Writer: Darin Wood
Producer: Christy Savage, Amy Slockbower
Cast: Stephen Vargo, Galen Howard, Stephanie Hyden
Year of release: 2008
Reviewed from: screener
I’m not sure what I was expecting from this film. Something cheesy, something deliberately lo-fi, something silly. When a production company calls itself Trash Film Orgy, you don’t raise your hopes too high.
So I was very pleasantly surprised to find that this is a well-produced, professional-looking, enormously entertaining... cheesy, lo-fi, silly film. There’s nothing desperately new here; everything in Monster from Bikini Beach has been done before, sometimes better, often worse. Without ascribing specific influences, one can construct a melange such as this from easily available ingredients: a touch of Attack of the Giant Leeches here, a smidgeon of The Pink Chiquitas there...
But this isn’t a movie which claims to be the big new thing, it’s an hour and a half of fun: sexy chicks, surfin’ guitar sounds, narrating detectives and an impressive monster.
Stephen Vargo (The Final Job) stars as Sammy Payday, a bent cop with a loud shirt, a gammy knee and a 1966 Cadillac. His silent, also bent partner is Charlie Snaps (David Ainsworth, who also has several crew credits on the film) - the only man in Camaraville who owns a shirt and tie, apparently. Together they are on the trail of a supply of cocaine which has gone missing somewhere in the city, threatening an inter-gang turf war. When not running protection rackets or investigating disembowelled corpses, Payday likes to sit by the pool watching his bikini-clad squeeze Honey ‘Boom-Boom’ Stacks (Laura Stahl) go-go dancing.

## Data lines
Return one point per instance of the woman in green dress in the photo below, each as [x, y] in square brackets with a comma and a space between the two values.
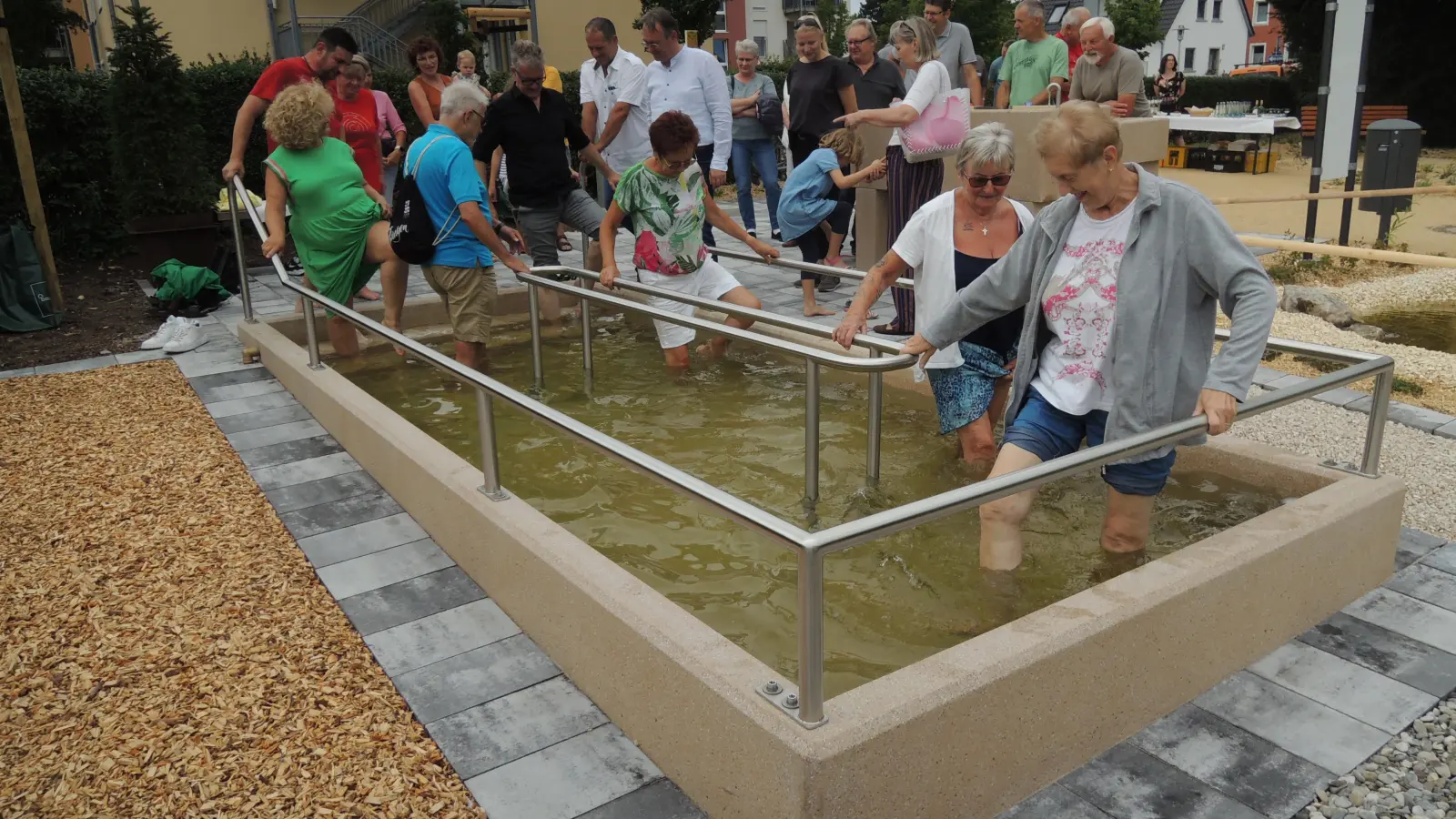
[339, 222]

## Written instruction 1
Copy from the film review the part that opens with the words containing "But this isn’t" and closes with "an impressive monster.".
## Written instruction 2
Translate this sentence from the film review into Spanish: "When a production company calls itself Trash Film Orgy, you don't raise your hopes too high."

## Correct output 1
But this isn’t a movie which claims to be the big new thing, it’s an hour and a half of fun: sexy chicks, surfin’ guitar sounds, narrating detectives and an impressive monster.

## Correct output 2
Cuando una productora se hace llamar Trash Film Orgy, uno no se hace demasiadas ilusiones.